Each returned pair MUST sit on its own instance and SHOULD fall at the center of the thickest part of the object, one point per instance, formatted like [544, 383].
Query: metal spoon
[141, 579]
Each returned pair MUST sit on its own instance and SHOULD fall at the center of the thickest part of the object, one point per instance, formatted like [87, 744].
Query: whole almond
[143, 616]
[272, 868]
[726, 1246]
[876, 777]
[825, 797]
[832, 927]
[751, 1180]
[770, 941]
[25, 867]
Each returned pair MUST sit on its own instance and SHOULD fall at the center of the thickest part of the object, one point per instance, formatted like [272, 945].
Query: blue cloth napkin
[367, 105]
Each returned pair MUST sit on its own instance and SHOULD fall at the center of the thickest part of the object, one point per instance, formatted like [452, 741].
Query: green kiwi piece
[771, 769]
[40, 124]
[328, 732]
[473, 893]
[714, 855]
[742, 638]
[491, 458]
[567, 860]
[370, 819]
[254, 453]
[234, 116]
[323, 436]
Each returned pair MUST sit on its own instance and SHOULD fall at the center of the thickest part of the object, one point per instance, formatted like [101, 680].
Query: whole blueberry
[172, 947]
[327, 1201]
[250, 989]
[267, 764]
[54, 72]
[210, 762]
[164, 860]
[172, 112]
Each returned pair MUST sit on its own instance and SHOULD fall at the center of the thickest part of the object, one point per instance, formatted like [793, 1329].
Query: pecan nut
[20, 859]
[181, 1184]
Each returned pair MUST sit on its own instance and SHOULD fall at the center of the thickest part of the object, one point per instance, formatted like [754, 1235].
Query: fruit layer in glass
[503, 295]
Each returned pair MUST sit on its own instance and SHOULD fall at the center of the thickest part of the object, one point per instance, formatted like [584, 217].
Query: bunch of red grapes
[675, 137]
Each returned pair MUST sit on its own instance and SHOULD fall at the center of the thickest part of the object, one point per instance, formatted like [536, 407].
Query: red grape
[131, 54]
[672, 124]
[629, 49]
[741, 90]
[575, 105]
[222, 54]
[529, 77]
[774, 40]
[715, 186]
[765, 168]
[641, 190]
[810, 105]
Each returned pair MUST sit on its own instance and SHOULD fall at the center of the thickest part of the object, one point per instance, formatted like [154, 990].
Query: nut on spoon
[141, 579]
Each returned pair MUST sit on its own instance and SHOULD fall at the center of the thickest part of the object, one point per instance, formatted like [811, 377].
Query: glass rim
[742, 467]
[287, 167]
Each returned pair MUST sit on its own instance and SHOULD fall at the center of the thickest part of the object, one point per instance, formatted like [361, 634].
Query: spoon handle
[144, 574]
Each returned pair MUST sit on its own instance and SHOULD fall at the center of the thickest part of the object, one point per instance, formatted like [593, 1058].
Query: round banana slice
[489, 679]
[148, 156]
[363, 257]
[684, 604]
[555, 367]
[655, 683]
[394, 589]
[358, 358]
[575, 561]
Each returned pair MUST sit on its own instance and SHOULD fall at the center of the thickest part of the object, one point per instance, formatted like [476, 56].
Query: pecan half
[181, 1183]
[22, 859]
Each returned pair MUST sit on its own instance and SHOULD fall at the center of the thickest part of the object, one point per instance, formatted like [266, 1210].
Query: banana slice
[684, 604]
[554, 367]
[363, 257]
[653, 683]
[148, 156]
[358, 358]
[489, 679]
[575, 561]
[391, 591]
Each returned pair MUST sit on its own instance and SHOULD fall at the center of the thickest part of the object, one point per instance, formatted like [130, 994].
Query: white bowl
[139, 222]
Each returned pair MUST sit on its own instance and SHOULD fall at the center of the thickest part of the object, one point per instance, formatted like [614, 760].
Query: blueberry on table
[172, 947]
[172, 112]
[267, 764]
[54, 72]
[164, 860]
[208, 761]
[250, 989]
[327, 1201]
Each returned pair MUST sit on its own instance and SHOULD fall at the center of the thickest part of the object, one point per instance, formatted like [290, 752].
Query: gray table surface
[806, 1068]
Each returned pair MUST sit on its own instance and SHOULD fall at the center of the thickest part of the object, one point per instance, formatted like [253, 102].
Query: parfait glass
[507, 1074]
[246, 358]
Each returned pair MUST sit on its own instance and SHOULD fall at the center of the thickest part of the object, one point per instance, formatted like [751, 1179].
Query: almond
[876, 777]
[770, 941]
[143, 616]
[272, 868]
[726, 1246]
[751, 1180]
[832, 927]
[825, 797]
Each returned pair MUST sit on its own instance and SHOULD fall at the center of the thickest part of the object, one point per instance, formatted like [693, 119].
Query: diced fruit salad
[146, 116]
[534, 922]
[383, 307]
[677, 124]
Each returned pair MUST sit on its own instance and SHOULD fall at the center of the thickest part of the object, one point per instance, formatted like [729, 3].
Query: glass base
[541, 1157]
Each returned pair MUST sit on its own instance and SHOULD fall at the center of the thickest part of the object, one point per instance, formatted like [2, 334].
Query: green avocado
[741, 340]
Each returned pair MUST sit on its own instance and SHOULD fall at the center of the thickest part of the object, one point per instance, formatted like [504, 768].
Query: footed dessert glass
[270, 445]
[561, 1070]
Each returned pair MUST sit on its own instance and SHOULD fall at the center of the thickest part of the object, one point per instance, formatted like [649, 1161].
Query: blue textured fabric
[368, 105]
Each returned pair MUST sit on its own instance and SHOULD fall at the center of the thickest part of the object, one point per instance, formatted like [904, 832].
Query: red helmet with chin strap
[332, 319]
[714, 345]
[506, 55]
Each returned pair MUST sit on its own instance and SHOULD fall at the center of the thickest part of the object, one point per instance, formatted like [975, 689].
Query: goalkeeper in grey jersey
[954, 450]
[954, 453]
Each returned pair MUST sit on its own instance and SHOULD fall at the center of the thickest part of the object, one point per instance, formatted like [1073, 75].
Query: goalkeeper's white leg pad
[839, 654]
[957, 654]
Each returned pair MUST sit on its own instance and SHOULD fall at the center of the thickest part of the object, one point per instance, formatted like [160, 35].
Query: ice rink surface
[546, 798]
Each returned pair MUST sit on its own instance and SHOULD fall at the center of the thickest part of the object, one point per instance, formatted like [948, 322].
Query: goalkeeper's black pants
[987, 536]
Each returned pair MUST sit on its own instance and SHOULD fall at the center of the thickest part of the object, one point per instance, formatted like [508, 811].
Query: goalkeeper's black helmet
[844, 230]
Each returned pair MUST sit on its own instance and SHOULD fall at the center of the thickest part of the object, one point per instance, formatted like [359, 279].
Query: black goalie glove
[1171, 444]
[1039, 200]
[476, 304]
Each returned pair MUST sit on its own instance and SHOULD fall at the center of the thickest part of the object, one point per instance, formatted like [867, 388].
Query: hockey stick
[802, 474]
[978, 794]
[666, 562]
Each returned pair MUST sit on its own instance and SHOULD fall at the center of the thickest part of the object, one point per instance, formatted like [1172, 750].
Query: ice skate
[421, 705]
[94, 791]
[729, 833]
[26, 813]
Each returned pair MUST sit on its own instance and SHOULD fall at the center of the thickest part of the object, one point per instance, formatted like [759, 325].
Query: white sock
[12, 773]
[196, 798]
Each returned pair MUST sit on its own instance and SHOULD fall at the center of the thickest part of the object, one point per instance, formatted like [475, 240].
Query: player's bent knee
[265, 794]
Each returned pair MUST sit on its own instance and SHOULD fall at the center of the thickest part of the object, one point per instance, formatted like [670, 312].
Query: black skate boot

- [WHAT IS BEING ASKED]:
Give back exactly the lines beginning at the one with "like [508, 811]." and ending at the final line of the material; both boundary lines belong in it.

- [RESULT FOR THIS TASK]:
Each returned pair MUST sit on its own instance and SHOULD fall at the center of the thickest part of the object, one point per instance, formatted like [508, 811].
Query: goalkeeper's black helmet
[844, 230]
Each returned pair MUST sit on its own instance and SHOULD fall at the center of the thickest part of the object, one point per instance, formatted like [359, 279].
Query: black goalie glove
[1171, 444]
[1039, 200]
[476, 304]
Each returned pair MUST sit on its own instance and SHOULD fall at the center of the thickest part of the object, one point per instance, formatted like [867, 388].
Query: hockey stick
[802, 474]
[978, 794]
[666, 562]
Each returned pair MUST sit on its own instance and SHOULD fall at the center of the thickest part of the object, one point per instance, formatted like [1172, 750].
Query: ice skate
[421, 705]
[94, 791]
[729, 833]
[26, 813]
Each returned pair MUST sit on its own instance and SHOULD fall at the center of the thickest part of the object, one point per instance, formatted like [759, 325].
Query: white sock
[12, 773]
[196, 798]
Each returned pair MUST sit on its own instance and SHOULD fall at the center of the thickest part of the object, one point per instance, formatted like [475, 240].
Query: player's bent knee
[265, 794]
Each returned pair MUST sit on its own instance and SHOULD fall at the center of the thickest part of the object, one point per instance, formatted like [670, 312].
Query: black skate boot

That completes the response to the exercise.